List each line of the data below that contains the string "baseball", matching case exactly.
— BEGIN Data for the task —
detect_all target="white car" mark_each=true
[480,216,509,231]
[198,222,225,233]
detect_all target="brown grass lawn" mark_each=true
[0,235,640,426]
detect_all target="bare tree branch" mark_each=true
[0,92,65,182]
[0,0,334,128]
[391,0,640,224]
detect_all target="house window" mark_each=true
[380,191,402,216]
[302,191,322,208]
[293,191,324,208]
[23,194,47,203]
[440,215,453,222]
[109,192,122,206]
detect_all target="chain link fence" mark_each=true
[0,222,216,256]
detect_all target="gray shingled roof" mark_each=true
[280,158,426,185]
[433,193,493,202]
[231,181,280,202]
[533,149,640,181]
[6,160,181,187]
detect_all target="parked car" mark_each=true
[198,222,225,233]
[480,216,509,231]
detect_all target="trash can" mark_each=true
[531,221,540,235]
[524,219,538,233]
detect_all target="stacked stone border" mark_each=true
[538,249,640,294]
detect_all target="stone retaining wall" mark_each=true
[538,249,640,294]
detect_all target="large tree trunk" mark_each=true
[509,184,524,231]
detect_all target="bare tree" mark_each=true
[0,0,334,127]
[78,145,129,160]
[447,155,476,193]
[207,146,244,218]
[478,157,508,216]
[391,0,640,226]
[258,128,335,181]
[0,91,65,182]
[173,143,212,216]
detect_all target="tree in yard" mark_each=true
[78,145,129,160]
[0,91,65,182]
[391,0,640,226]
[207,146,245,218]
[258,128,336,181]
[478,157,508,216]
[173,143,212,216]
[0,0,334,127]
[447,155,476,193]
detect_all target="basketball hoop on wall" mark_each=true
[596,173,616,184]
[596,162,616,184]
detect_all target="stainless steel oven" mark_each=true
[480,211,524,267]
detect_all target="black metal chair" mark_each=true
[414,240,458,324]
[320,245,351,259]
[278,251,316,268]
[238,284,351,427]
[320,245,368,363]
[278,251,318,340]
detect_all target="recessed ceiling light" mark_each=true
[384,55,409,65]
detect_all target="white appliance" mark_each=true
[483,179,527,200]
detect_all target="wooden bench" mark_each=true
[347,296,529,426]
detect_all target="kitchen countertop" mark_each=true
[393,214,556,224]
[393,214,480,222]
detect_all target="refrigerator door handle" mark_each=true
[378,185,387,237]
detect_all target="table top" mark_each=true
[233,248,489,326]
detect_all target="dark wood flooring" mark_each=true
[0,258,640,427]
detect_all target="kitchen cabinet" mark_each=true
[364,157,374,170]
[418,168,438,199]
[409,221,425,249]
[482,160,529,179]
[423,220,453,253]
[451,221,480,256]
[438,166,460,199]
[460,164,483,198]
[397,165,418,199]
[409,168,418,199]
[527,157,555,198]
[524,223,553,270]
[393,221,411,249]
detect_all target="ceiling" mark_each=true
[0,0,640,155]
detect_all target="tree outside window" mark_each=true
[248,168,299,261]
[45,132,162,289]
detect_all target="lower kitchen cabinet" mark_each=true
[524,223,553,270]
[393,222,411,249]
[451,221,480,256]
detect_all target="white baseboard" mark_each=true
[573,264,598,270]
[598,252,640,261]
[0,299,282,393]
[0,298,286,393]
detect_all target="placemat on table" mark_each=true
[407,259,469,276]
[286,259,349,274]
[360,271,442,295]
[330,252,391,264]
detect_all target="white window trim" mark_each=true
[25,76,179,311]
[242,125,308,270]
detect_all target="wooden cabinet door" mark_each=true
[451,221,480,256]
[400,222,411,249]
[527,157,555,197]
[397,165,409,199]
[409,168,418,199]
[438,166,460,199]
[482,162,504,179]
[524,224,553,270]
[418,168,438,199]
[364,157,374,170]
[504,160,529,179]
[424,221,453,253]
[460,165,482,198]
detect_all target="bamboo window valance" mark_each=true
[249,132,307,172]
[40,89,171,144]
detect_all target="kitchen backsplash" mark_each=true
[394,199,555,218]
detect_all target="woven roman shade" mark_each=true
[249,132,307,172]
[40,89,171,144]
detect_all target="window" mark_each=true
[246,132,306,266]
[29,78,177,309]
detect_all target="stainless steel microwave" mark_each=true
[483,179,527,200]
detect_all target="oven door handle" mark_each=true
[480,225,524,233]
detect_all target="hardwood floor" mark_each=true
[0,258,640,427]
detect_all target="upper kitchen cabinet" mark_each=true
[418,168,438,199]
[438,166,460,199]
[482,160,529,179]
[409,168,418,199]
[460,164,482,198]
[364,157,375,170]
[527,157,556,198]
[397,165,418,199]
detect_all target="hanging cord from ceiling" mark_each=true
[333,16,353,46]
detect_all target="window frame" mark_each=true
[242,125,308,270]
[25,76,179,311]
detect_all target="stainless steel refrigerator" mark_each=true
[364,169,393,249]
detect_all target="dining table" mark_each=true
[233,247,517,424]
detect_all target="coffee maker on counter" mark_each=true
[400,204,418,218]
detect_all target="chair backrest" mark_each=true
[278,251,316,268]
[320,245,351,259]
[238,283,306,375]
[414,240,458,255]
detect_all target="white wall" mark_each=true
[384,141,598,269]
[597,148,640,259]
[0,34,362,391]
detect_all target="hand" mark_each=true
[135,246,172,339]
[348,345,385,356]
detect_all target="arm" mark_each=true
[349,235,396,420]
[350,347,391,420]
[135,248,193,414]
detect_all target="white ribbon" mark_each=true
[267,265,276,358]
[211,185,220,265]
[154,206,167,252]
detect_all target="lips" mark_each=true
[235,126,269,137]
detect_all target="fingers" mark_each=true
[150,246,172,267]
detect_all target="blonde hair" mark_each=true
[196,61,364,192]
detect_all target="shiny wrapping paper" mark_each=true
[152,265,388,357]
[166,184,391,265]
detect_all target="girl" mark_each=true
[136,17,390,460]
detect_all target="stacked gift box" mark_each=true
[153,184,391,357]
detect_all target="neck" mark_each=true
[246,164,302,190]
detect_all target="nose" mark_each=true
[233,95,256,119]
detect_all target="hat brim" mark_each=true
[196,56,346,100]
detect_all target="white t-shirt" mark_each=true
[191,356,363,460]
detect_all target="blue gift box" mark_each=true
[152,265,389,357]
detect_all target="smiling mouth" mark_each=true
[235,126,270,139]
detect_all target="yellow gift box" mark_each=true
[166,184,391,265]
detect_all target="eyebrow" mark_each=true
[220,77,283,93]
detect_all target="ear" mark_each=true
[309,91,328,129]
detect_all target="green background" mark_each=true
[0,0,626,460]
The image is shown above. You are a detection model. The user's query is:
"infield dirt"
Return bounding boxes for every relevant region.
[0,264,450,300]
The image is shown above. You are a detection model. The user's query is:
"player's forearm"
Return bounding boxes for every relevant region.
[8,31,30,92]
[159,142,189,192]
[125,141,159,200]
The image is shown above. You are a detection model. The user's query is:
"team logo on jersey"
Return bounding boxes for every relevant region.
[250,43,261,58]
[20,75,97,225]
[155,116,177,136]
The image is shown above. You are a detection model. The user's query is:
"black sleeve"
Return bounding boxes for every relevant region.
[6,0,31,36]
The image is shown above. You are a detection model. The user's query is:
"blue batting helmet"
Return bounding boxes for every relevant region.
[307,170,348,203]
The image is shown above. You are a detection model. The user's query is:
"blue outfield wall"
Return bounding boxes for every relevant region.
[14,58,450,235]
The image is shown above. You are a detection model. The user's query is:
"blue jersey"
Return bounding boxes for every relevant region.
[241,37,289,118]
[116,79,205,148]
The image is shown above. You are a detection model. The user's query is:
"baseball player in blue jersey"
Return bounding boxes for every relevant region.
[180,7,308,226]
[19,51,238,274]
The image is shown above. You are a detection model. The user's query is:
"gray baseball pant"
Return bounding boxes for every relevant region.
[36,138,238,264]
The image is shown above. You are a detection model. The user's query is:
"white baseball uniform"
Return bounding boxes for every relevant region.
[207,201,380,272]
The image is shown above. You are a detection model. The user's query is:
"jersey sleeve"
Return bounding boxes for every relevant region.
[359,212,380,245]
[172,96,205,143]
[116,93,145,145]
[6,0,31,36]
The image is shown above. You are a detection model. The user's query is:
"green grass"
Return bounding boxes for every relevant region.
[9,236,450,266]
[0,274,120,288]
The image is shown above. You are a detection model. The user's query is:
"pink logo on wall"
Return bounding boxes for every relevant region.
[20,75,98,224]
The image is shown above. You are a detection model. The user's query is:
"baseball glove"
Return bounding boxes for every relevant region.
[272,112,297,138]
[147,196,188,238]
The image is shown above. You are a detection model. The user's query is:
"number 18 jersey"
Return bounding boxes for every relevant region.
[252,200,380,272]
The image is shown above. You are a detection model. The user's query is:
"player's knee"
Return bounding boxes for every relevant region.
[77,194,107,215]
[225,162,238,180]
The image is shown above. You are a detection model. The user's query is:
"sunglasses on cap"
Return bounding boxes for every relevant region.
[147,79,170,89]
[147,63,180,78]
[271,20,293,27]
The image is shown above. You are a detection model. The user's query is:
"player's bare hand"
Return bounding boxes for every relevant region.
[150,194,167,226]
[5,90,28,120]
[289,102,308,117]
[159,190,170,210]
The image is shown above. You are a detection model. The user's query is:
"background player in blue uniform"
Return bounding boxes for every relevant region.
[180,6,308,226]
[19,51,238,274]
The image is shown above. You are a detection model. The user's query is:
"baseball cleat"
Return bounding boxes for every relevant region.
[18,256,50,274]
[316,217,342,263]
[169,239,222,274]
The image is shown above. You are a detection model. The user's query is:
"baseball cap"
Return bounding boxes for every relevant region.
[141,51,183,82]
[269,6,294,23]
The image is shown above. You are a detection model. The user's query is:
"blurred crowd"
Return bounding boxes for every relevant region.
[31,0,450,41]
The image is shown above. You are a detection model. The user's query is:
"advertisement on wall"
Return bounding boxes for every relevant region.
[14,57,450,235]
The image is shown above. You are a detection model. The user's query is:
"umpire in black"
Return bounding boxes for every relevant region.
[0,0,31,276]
— END Data for the task —
**Response to the task**
"baseball player in blue jersey"
"gray baseball pant"
"white baseball uniform"
"baseball glove"
"baseball cleat"
"baseball cap"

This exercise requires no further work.